--- Short problem ---
Change "keypoint" to "target point" in the lines of the material starting at the one containing "Definition first: for each instance of the dark banner" and ending at the one containing "[[169, 55]]", leaving everything else in those lines untouched. Reproduce only those lines.

Location identification items
>> BEGIN
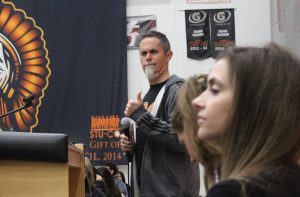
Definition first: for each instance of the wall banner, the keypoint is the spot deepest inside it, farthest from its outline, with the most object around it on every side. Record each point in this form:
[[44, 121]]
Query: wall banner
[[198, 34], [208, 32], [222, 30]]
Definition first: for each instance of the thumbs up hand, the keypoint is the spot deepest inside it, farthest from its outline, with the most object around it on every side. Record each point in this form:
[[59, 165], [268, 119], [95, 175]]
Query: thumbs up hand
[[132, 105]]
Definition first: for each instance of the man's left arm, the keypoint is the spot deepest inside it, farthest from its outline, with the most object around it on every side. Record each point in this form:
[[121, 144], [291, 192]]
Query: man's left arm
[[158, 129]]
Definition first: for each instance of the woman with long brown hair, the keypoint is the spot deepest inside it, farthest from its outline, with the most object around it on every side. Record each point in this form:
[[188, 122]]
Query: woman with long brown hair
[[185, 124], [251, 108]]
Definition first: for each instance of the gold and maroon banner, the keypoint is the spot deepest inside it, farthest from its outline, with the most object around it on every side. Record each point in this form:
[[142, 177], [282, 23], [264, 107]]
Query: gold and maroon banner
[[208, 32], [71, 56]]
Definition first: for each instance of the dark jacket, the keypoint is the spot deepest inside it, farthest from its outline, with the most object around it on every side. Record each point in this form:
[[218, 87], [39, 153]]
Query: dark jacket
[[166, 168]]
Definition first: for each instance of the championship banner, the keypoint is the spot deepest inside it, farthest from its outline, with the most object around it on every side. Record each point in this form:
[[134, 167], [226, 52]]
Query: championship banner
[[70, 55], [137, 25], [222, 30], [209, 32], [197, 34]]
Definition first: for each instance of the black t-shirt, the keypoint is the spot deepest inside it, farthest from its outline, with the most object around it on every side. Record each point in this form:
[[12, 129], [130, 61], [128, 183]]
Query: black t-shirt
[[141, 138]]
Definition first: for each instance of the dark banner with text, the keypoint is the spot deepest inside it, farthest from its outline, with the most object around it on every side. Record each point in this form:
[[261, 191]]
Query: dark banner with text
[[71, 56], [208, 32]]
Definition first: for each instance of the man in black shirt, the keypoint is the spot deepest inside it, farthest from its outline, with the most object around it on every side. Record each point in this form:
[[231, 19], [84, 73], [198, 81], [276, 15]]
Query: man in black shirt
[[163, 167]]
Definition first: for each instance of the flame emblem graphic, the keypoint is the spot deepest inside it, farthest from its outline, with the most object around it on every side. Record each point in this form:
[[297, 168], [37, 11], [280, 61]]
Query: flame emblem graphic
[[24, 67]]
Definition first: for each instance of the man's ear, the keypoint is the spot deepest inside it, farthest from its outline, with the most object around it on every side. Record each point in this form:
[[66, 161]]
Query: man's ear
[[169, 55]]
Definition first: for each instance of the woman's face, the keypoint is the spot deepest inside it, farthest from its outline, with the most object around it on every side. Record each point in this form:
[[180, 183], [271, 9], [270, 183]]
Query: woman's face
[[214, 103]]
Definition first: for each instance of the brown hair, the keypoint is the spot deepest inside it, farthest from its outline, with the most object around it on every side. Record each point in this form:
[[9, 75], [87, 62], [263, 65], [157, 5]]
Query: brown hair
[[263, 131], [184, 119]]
>> END
>> BEGIN
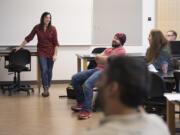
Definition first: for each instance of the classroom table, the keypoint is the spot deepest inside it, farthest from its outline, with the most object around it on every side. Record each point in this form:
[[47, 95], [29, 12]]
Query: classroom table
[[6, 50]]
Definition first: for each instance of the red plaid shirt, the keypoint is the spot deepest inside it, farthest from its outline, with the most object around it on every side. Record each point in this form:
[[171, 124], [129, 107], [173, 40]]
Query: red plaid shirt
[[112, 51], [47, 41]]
>> END
--- Exercise result ---
Definition first: for each instance of the dark banner with text, the target point is the spot deepest inside it, farthest from its outline, with the most object around it on every side. Record each point in this form:
[[261, 191]]
Query: dark banner with text
[[71, 56], [208, 32]]
Definition first: for each instance of the man in black shirt, the target point is the spot deepest inside it, farthest from its outline, with the most object around it on every side. Record each point in this form:
[[231, 19], [84, 73], [198, 81], [276, 15]]
Query: man in black shirt
[[163, 167]]
Definition first: for each instance of the flame emblem graphic, the target point is the spot deepest inside it, farthest from its outline, with the most object around it on every side. Record each point in this form:
[[297, 168], [37, 11], [280, 61]]
Query: flame emblem graphic
[[24, 67]]
Definition first: for each instance of the man's ear, the target point is the spot deepest inside it, farthest from its outline, with the most object around it on every side. Record each point in this form:
[[66, 161]]
Query: man's ear
[[169, 55]]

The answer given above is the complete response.